__YOUR GOAL__
Every record below is to be retyped exactly.

__DATA FOR THIS TASK__
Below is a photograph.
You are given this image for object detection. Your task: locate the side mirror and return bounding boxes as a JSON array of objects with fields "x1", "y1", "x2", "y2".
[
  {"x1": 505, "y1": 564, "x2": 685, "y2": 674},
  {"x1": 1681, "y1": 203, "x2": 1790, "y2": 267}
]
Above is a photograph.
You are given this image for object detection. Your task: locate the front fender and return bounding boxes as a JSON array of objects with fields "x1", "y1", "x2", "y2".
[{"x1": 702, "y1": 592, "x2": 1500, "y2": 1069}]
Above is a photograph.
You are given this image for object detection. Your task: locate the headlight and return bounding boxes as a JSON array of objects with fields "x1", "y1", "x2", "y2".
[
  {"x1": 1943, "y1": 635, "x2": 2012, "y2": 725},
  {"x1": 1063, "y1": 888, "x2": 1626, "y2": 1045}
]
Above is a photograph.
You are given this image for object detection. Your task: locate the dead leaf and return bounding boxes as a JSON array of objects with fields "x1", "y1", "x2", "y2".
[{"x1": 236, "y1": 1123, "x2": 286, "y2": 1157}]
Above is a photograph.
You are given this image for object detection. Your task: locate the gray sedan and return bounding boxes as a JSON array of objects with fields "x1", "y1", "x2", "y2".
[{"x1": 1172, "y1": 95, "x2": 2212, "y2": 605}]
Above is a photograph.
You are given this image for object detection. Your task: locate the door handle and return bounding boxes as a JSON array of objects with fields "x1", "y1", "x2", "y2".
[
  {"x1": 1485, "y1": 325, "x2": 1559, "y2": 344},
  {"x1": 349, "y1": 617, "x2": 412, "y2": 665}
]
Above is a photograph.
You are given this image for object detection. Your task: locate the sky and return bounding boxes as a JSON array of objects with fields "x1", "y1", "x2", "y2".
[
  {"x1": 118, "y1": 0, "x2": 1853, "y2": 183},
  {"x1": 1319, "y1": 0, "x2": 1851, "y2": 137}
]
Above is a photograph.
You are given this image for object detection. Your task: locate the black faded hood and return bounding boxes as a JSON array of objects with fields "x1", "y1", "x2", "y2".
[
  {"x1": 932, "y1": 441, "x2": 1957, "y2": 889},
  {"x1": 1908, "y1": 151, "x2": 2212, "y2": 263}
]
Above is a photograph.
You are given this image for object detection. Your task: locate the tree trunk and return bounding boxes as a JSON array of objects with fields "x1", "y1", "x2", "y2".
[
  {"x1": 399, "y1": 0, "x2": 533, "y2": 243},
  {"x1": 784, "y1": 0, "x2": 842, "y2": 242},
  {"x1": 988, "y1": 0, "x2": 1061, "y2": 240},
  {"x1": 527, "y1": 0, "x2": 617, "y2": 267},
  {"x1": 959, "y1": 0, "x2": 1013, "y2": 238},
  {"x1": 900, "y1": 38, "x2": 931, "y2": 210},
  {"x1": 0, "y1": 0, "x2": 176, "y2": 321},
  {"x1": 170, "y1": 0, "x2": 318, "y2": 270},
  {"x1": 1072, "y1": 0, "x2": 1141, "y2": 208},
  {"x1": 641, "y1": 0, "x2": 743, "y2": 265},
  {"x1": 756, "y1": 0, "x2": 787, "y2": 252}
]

__OUTPUT__
Below is a photograph.
You are given this image for object detection. Your task: locate the side mirror and return bounding boxes as a JSON array of objects with fields "x1", "y1", "x2", "y2".
[
  {"x1": 505, "y1": 564, "x2": 685, "y2": 674},
  {"x1": 1681, "y1": 203, "x2": 1790, "y2": 267}
]
Above is a photograph.
You are given this image for object detection. Your task: locate the front fender and return bounding boxes as a JSON array of objects with fields "x1", "y1", "x2", "y2".
[{"x1": 702, "y1": 592, "x2": 1500, "y2": 1069}]
Above is a photograph.
You are given this image for object detection. Your task: locate the headlight and return bounding boxes as a JSON array of objects with fields "x1", "y1", "x2", "y2".
[
  {"x1": 1943, "y1": 635, "x2": 2012, "y2": 725},
  {"x1": 1063, "y1": 888, "x2": 1626, "y2": 1045}
]
Above is a photograph.
You are given this image for object detection. Your task: locate the dead leaf and return bounding boxes as a JSON array of objects with fields "x1", "y1", "x2", "y2".
[{"x1": 236, "y1": 1123, "x2": 286, "y2": 1157}]
Above is a photograph.
You are given this image for object detection. Your task: locate the gray sedan and return bounding boxes as a JSON array of objects with fields "x1", "y1", "x2", "y2".
[{"x1": 1172, "y1": 95, "x2": 2212, "y2": 605}]
Above is a photograph.
You are given this image for object detection. Your task: locate the door handle and return bounding boxes as a JSON array of objects with fields "x1", "y1", "x2", "y2".
[
  {"x1": 1485, "y1": 325, "x2": 1559, "y2": 344},
  {"x1": 349, "y1": 617, "x2": 412, "y2": 665}
]
Above is a photograph.
You are given this image for object detection. Your task: locate the sky and return bounding boxes as a JSON array of objects with fields "x1", "y1", "x2", "y2".
[
  {"x1": 118, "y1": 0, "x2": 1853, "y2": 183},
  {"x1": 1319, "y1": 0, "x2": 1851, "y2": 137}
]
Above is a photograph.
You are given this image for object detection. Your task: locate the black faded hood and return bounding boxes as a JSON array of objects with fields "x1", "y1", "x2", "y2".
[
  {"x1": 932, "y1": 441, "x2": 1957, "y2": 889},
  {"x1": 1908, "y1": 151, "x2": 2212, "y2": 263}
]
Above is a photograph.
You are given this image for object detection. Your task: locate the tree trunk and return bounding boxes as a JSON array of objects with fields "x1", "y1", "x2", "y2".
[
  {"x1": 399, "y1": 0, "x2": 533, "y2": 243},
  {"x1": 784, "y1": 0, "x2": 842, "y2": 242},
  {"x1": 988, "y1": 0, "x2": 1061, "y2": 240},
  {"x1": 527, "y1": 0, "x2": 617, "y2": 267},
  {"x1": 959, "y1": 0, "x2": 1013, "y2": 238},
  {"x1": 900, "y1": 38, "x2": 931, "y2": 210},
  {"x1": 0, "y1": 0, "x2": 176, "y2": 321},
  {"x1": 170, "y1": 0, "x2": 318, "y2": 270},
  {"x1": 1072, "y1": 0, "x2": 1141, "y2": 208},
  {"x1": 641, "y1": 0, "x2": 743, "y2": 265},
  {"x1": 756, "y1": 0, "x2": 787, "y2": 252}
]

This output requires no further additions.